Data items:
__________________________________________________

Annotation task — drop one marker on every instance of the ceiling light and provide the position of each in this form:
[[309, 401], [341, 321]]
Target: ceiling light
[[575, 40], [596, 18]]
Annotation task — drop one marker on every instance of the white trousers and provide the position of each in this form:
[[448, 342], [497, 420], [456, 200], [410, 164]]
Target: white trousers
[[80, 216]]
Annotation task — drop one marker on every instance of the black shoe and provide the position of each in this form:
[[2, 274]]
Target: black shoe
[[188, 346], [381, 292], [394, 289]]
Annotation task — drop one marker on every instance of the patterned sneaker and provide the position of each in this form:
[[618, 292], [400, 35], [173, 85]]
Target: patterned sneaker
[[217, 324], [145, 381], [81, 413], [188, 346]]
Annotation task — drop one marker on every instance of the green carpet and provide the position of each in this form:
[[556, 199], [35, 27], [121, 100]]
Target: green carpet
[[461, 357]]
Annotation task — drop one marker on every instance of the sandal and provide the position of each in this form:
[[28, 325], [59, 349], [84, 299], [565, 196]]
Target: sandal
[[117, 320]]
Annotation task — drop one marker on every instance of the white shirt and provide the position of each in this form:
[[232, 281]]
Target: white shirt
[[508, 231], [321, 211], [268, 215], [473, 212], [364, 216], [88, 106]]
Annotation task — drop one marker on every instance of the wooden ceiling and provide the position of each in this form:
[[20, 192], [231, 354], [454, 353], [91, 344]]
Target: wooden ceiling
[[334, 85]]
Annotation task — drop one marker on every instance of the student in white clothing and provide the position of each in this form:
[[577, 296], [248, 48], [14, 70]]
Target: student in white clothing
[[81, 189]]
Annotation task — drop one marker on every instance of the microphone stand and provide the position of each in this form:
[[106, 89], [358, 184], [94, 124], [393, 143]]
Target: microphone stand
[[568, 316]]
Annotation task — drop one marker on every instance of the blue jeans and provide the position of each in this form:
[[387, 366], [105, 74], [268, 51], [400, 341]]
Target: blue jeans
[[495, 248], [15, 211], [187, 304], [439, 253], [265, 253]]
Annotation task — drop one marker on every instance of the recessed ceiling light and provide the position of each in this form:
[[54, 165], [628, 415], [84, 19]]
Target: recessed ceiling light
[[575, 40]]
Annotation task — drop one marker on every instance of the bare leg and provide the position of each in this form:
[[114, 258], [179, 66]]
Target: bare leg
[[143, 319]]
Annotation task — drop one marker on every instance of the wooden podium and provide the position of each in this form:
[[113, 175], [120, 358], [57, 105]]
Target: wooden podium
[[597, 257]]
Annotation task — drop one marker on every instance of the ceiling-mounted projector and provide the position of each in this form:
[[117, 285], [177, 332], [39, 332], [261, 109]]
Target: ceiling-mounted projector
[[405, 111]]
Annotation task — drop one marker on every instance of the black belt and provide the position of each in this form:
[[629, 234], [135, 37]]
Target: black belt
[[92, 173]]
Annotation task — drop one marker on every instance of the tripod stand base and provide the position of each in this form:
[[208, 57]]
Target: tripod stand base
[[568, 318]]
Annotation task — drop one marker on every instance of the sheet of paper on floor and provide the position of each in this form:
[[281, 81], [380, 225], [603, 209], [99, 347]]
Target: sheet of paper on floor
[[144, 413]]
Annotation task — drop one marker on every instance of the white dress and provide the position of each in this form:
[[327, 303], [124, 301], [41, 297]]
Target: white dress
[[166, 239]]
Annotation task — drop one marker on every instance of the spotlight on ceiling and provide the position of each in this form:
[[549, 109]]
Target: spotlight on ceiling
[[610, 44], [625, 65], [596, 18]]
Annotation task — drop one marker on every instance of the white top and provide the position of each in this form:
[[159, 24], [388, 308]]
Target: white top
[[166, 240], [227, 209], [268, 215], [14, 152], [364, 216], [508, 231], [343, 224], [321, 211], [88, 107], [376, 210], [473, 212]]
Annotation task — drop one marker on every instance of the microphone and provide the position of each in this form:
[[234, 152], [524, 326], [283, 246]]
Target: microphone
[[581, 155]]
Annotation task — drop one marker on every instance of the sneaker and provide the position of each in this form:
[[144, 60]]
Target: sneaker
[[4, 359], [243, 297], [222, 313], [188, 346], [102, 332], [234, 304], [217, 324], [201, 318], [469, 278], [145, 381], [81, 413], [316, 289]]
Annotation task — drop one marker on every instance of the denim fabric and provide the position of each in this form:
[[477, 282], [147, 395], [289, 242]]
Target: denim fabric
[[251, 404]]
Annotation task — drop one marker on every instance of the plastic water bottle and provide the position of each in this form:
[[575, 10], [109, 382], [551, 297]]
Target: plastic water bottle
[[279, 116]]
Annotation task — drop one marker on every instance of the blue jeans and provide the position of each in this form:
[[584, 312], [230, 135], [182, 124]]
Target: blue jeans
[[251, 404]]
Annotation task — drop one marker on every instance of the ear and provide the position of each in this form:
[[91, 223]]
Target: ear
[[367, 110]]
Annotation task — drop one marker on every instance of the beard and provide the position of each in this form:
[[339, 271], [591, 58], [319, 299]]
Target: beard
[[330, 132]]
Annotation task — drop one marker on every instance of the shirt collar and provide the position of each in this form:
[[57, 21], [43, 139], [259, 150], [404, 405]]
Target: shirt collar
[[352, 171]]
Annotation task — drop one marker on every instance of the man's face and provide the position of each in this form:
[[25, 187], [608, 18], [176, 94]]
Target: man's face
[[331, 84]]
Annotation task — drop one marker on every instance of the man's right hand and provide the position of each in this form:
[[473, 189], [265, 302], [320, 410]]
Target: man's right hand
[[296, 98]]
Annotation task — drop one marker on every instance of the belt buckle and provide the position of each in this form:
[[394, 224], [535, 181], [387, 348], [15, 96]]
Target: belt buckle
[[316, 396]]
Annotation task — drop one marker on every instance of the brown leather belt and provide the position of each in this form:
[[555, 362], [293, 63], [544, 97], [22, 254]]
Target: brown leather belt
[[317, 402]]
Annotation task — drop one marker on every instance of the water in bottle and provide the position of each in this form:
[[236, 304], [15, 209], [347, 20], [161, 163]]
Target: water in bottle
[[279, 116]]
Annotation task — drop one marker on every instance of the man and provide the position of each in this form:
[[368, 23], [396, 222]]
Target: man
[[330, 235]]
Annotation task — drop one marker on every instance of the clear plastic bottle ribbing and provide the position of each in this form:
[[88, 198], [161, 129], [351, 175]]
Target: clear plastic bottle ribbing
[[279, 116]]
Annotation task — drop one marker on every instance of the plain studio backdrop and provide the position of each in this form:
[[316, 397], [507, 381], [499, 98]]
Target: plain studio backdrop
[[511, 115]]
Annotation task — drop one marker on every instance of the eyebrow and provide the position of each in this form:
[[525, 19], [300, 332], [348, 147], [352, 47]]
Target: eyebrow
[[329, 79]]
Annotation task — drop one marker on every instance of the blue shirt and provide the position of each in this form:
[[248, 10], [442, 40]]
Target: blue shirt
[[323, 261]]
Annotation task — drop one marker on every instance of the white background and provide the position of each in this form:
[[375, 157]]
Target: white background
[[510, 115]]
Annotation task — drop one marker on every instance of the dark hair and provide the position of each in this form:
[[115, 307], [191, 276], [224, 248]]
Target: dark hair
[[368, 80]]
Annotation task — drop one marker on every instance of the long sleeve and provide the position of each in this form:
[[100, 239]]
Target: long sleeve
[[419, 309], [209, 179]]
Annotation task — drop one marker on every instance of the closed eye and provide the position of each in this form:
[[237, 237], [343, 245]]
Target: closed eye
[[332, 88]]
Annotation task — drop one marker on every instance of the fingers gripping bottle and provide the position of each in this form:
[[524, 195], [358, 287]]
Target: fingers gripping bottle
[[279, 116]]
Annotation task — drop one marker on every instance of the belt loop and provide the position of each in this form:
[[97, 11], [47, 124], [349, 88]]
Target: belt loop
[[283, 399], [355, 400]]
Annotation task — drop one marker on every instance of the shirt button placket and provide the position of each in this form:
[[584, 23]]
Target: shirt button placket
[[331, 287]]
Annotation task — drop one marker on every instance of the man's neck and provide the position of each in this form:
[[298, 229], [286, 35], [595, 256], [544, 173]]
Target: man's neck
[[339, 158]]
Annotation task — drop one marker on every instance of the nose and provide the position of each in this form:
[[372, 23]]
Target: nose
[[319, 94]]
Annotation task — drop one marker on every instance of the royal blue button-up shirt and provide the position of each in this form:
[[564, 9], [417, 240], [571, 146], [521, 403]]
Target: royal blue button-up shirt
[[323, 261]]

__________________________________________________

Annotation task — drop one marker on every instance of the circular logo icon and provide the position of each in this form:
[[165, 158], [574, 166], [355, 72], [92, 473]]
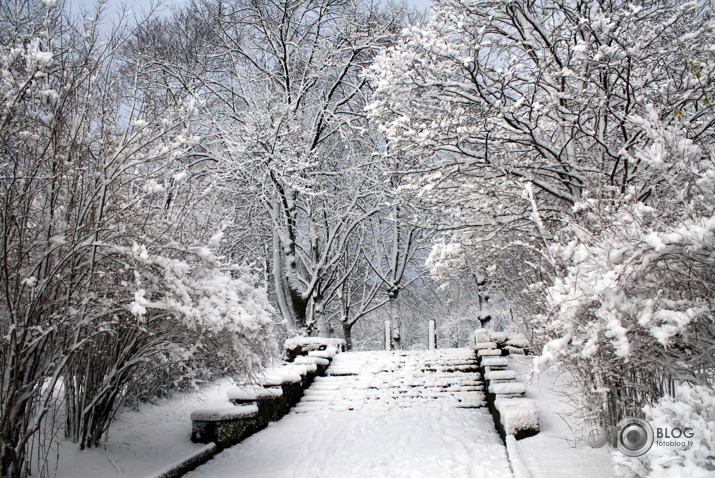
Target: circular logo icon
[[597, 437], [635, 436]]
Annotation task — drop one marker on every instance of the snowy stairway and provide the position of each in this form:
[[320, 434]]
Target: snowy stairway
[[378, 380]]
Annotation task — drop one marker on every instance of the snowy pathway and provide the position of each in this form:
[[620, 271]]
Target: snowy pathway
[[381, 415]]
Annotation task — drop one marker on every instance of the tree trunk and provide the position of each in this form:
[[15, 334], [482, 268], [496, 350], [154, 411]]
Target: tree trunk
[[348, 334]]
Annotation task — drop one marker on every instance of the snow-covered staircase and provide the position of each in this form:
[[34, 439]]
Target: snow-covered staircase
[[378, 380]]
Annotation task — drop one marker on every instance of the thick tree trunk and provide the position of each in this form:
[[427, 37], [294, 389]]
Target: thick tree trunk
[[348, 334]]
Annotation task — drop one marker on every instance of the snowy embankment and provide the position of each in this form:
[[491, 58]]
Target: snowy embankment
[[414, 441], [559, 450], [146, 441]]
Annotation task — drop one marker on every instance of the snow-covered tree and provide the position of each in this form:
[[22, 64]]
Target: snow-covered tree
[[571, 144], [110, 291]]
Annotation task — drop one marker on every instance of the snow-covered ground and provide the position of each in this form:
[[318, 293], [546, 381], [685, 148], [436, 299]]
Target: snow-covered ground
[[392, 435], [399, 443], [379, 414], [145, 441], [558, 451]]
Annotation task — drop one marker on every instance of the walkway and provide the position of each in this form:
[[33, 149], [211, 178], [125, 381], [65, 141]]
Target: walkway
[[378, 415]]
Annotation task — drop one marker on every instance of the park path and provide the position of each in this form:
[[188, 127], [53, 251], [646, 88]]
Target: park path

__________________________________________________

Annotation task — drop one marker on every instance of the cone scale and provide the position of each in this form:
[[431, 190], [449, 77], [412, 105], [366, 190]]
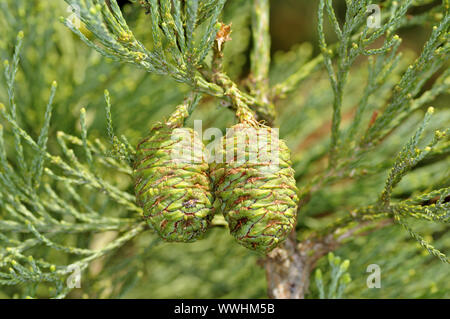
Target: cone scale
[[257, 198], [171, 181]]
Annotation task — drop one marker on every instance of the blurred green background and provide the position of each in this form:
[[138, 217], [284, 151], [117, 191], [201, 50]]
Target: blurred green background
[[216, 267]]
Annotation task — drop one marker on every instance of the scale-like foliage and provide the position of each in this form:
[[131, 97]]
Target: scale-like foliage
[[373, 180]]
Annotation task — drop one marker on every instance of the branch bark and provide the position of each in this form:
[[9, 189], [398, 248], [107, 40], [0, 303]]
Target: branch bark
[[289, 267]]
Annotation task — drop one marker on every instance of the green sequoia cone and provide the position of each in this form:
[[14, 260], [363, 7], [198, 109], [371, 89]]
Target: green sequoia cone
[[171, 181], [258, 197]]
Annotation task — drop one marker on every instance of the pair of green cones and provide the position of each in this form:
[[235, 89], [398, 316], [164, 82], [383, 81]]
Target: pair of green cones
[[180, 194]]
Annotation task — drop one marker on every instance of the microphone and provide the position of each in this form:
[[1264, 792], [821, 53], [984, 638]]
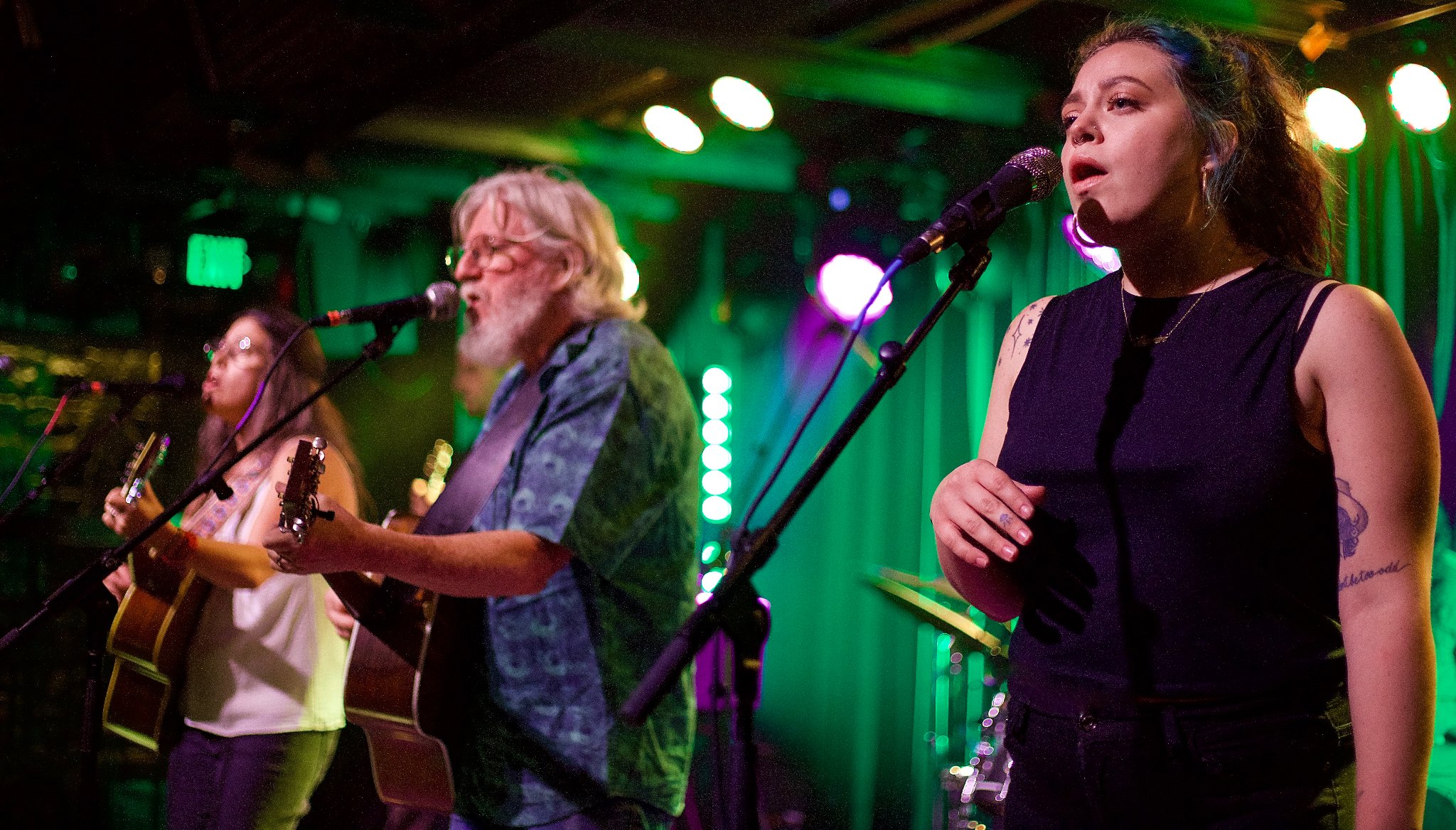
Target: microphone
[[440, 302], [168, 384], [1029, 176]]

__________________________________________________

Exercise aim => Rewrite everything in the entries from the line that contains "the ceiling light" down to the line that contains "[[117, 320]]", changing "marker" to "pin" and leaving all else as it is.

Answer below =>
Annotation task — drop one pin on every instance of the ceiling light and provide the position of each in this form:
[[309, 401], [341, 321]]
Target: ceiling light
[[575, 40], [596, 18]]
Annotation task — drop one pin on every instance of the white trousers and provide the position of each in this form:
[[448, 342], [497, 420], [456, 200], [410, 164]]
Target: white trousers
[[80, 216]]
Annotation task — drop one pin on every instance of the black shoe and provide the position of each in this form:
[[2, 274]]
Target: black shoe
[[188, 346], [381, 292], [394, 289]]
Annotation task — drop one pin on every instance of the patterned sneaker and provide the position of each in this form:
[[618, 292], [400, 35], [173, 85]]
Target: patterned sneaker
[[217, 324], [145, 381], [81, 413], [188, 346]]
Annotation task — drop one pin on every instance of the green carpet and provide the position of each in this form:
[[556, 199], [35, 27], [121, 100]]
Target: green carpet
[[461, 357]]
Annotation task — drop one pin on every instance of the sandal and provide the position of each in this form:
[[28, 325], [59, 349], [84, 299], [565, 196]]
Target: sandal
[[117, 320]]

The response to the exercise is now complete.